===== Text under study =====
The evolutionary biologist, J.B.S. Haldane, won this argument already in his 1926 essay “On Being the Right Size“. In his essay, Handane did more than observe elephants are larger than mice but explained, using physics, how changes in size demand changes in form.
A typical ant we know and love is about 5mm long and has a mass of about 5 milligrams. The giant ants you might like to have around would be 1000 times longer. Not just longer, but 1000 times wider. Not just wider, but 1000 times taller. To calculate the new mass of the giant ant we have to multiply these all togher–a billion times the volume. At the same density, a giant ant would weigh about 5 tons. But its legs would only be wider in two dimensions. They are a million times stronger, but that is not enough–for a creature a billion times heavier. Before taking their first step they would break all their legs, leaving them immoblile and harmless. While mass increases as the cube of size, the function of its structure improves only as the square, hence the name “square-cube law”.
=====
→ Task list:
A. In the square-cube law passage, about how much would a giant ant weigh at the same density?
B. Please continue the square-cube law passage from the end of its last sentence.
===== Record set =====
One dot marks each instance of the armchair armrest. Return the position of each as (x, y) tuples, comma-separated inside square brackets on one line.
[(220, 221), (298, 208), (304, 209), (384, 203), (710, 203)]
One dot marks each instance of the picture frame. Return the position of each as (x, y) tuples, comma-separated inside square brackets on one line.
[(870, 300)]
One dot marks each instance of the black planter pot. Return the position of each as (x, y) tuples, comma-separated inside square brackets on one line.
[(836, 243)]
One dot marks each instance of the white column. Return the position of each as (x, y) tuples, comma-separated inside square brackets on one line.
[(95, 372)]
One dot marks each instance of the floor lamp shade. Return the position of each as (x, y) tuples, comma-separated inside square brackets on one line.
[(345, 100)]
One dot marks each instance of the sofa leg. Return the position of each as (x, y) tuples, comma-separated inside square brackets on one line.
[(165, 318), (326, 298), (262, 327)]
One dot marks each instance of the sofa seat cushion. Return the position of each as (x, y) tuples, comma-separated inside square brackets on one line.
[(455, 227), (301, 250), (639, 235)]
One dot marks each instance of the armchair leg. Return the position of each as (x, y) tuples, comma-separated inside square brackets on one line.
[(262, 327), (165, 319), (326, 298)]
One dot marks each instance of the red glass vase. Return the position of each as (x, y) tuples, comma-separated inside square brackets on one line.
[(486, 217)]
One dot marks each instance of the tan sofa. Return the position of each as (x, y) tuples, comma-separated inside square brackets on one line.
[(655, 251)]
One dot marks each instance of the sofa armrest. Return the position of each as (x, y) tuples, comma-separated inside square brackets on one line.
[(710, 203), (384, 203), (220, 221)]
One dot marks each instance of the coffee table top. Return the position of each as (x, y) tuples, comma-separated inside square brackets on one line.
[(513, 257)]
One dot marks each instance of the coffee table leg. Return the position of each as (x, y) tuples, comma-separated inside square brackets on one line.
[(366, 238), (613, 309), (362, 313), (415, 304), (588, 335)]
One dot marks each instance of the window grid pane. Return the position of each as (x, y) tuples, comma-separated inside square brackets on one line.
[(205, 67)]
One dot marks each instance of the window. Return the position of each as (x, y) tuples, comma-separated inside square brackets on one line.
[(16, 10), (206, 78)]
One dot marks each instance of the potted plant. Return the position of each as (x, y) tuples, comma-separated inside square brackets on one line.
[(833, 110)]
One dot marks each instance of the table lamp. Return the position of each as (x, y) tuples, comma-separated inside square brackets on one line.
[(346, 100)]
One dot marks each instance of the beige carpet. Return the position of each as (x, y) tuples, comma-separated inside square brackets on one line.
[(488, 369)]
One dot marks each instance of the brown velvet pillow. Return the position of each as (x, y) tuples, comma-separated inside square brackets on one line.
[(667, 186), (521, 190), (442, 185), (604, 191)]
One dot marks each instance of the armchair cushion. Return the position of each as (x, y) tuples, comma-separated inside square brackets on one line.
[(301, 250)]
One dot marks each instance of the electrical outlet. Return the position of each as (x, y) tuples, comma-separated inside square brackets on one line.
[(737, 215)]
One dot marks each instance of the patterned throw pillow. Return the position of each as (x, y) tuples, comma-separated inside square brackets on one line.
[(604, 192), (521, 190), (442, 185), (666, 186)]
=====
→ Task responses:
A. About 5 tons.

B.
Note to bug spray companies: Just make a chemical that grows ants 1000-fold in every dimension. That will stop ants in their tracks. That’s sure to be a best-selling item.
Elephants have no problem being 5 tons. But they don’t support themselves with just the flimsy exoskeleton that suffices for ants. We and other animals our size have internal bones to support us. This is just one example of how physics determines that animals must fundamentally change their form if they are to be much larger or smaller.
So there is no need to watch Honey, I Shrunk the Kids (1989). If our bodies shrunk to the size of an ant, we would be just as hopeless as the giant ant. As warm-blooded creatures, we humans lose body heat with our surface area, which goes as the square of our linear size. Meanwhile our total body mass decreases much faster, as the cube. Even at such a miniscule size, you would never be able to eat enough to stay warm. Whales, warm-blooded mammals of the sea, benefit from growing so large in keeping warm, especially since water conducts heat away faster than air. But they have no legs to stand on, being able to rely on their buoyancy in water. So physicists could have predicted the largest mammals would live in the sea.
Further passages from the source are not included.